Exercise objective | Reproduce the records below in full and word for word, excluding pictures.

Pointing records
____

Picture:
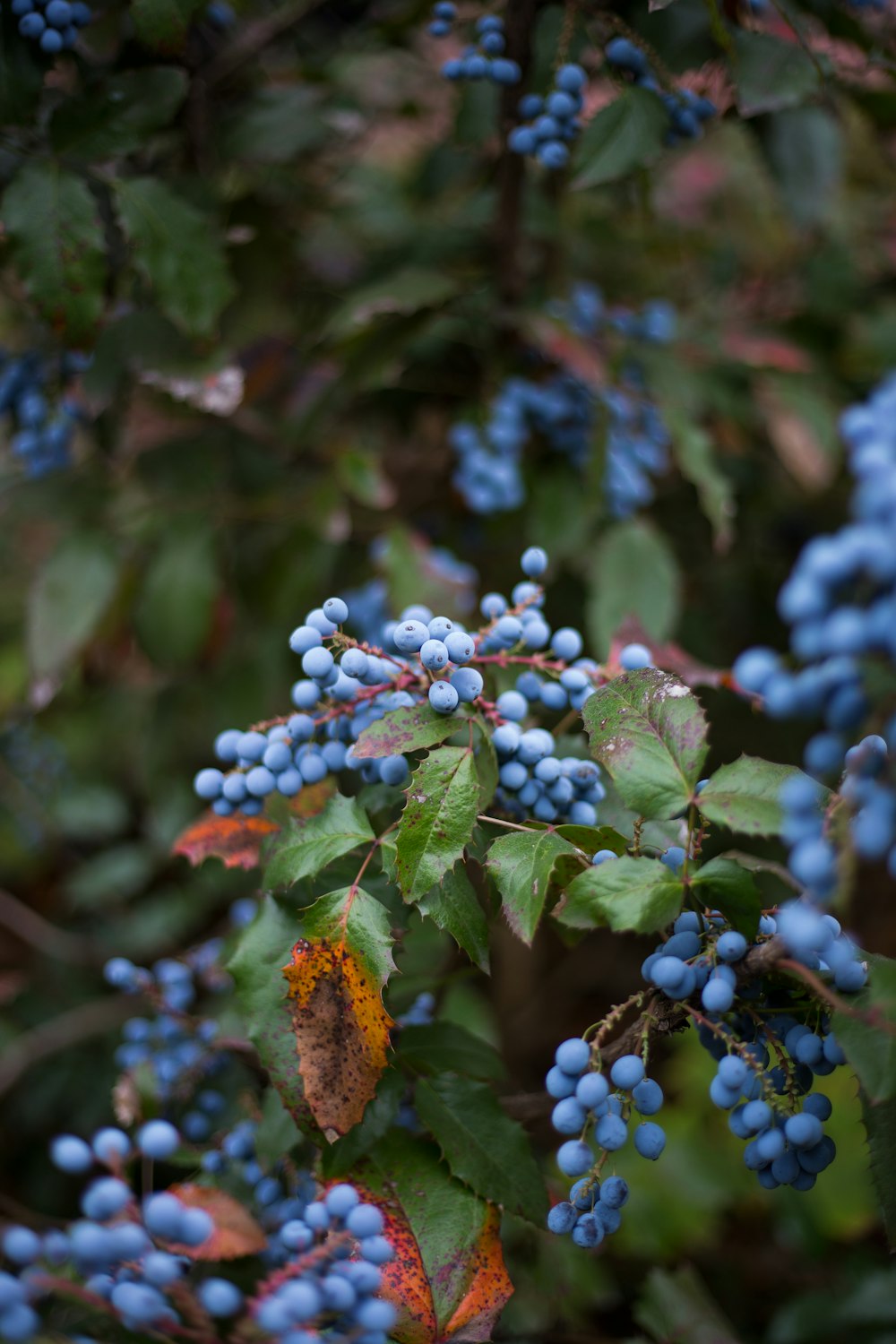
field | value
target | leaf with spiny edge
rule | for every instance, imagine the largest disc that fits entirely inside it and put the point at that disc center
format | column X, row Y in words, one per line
column 341, row 1030
column 447, row 1277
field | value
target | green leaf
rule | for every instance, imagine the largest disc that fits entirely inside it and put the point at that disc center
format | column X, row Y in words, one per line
column 163, row 23
column 177, row 607
column 697, row 462
column 306, row 847
column 446, row 1219
column 630, row 894
column 771, row 74
column 633, row 573
column 675, row 1305
column 446, row 1047
column 880, row 1126
column 622, row 137
column 117, row 116
column 724, row 886
column 743, row 796
column 481, row 1144
column 69, row 599
column 379, row 1117
column 649, row 733
column 406, row 730
column 438, row 819
column 177, row 252
column 58, row 246
column 454, row 908
column 520, row 865
column 871, row 1045
column 261, row 997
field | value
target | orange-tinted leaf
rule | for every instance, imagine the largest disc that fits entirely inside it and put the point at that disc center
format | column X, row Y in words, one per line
column 489, row 1290
column 236, row 1234
column 335, row 988
column 236, row 840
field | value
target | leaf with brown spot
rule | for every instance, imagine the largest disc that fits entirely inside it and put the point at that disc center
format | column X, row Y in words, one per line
column 340, row 1026
column 447, row 1279
column 236, row 840
column 236, row 1234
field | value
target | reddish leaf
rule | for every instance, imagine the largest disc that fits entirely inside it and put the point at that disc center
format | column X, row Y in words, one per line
column 236, row 840
column 669, row 656
column 236, row 1234
column 335, row 988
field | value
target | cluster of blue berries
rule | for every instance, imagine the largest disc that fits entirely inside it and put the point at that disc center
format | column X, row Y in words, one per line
column 485, row 58
column 551, row 124
column 131, row 1258
column 563, row 411
column 40, row 435
column 51, row 23
column 349, row 687
column 589, row 1101
column 839, row 602
column 686, row 110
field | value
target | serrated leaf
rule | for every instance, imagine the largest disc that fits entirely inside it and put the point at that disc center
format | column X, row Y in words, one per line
column 771, row 74
column 406, row 730
column 306, row 847
column 441, row 1047
column 236, row 1233
column 640, row 895
column 438, row 819
column 117, row 116
column 520, row 865
column 880, row 1126
column 869, row 1042
column 634, row 573
column 177, row 252
column 341, row 1030
column 454, row 908
column 649, row 733
column 164, row 23
column 481, row 1144
column 726, row 886
column 624, row 136
column 69, row 599
column 743, row 796
column 447, row 1277
column 255, row 967
column 58, row 246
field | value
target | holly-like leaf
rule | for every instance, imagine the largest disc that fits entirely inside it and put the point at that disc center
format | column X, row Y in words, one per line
column 58, row 246
column 117, row 116
column 163, row 24
column 447, row 1277
column 265, row 1010
column 637, row 894
column 341, row 1030
column 520, row 865
column 745, row 796
column 455, row 908
column 236, row 1234
column 481, row 1144
column 69, row 599
column 406, row 730
column 724, row 886
column 236, row 840
column 649, row 733
column 441, row 1047
column 869, row 1040
column 306, row 847
column 624, row 136
column 438, row 819
column 177, row 252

____

Written solution |
Picture:
field | value
target | leaf with spiny edge
rule | for every instance, imagine the largest disc that fits entirely inside it and put the point at that disc center
format | column X, row Y in words, one per line
column 341, row 1030
column 447, row 1277
field | value
target | green leaf
rule | for every instance, imagine the largest disc that fits entirely inside it and put the point at that disc center
format | column X, row Y in words, one per line
column 163, row 23
column 177, row 607
column 697, row 462
column 306, row 847
column 446, row 1219
column 630, row 894
column 771, row 74
column 633, row 573
column 675, row 1305
column 446, row 1047
column 880, row 1126
column 622, row 137
column 117, row 116
column 724, row 886
column 743, row 796
column 481, row 1144
column 69, row 599
column 379, row 1117
column 649, row 733
column 406, row 730
column 438, row 819
column 177, row 252
column 58, row 246
column 454, row 908
column 520, row 865
column 871, row 1045
column 261, row 997
field | value
target | orange-tinted leaf
rule | for every instance, imagine the largest disc that fits entirely inside it and put the point at that disc center
format | column X, row Y in words, one per line
column 489, row 1290
column 236, row 1234
column 335, row 988
column 236, row 840
field | value
target | leaf with brown spot
rule | for every instance, imagine the largest disc that fits entirely inside it and put the point at that disc center
format | column X, row Y in words, one per line
column 340, row 1026
column 447, row 1279
column 236, row 840
column 236, row 1234
field | value
target | reddish leaf
rule | for every instance, imagine the largest disc that fits entirely inside it and put the point at that disc center
format | column X, row Y in words, one per line
column 236, row 840
column 669, row 656
column 236, row 1234
column 335, row 988
field | value
target | cluster of blue berries
rule | for every instance, imagine the largest disc that fits entirely inside it and put the point at that disc center
format | column X, row Y in words, one per line
column 485, row 58
column 551, row 124
column 131, row 1258
column 563, row 411
column 40, row 435
column 51, row 23
column 349, row 687
column 589, row 1101
column 839, row 602
column 686, row 110
field | value
target | serrated leaf
rule | for every instance, imagine the largest disc that fits entirely inside it and put the point at that disc center
format | column X, row Y in words, one per line
column 771, row 74
column 406, row 730
column 306, row 847
column 441, row 1047
column 236, row 1233
column 640, row 895
column 438, row 819
column 117, row 116
column 520, row 865
column 880, row 1126
column 869, row 1042
column 634, row 573
column 177, row 252
column 341, row 1030
column 454, row 908
column 649, row 733
column 164, row 23
column 481, row 1144
column 726, row 886
column 624, row 136
column 69, row 599
column 743, row 796
column 447, row 1277
column 255, row 967
column 58, row 246
field | value
target | holly-like leaf
rule | for every instance, imagine the largest disc that fits entirely inside it and put the point at that disc center
format | column X, row Y in words, one per line
column 58, row 246
column 117, row 116
column 163, row 24
column 447, row 1277
column 265, row 1010
column 637, row 894
column 341, row 1030
column 520, row 865
column 745, row 796
column 455, row 908
column 236, row 1234
column 481, row 1144
column 69, row 599
column 406, row 730
column 724, row 886
column 236, row 840
column 649, row 733
column 441, row 1047
column 869, row 1040
column 306, row 847
column 624, row 136
column 438, row 819
column 177, row 252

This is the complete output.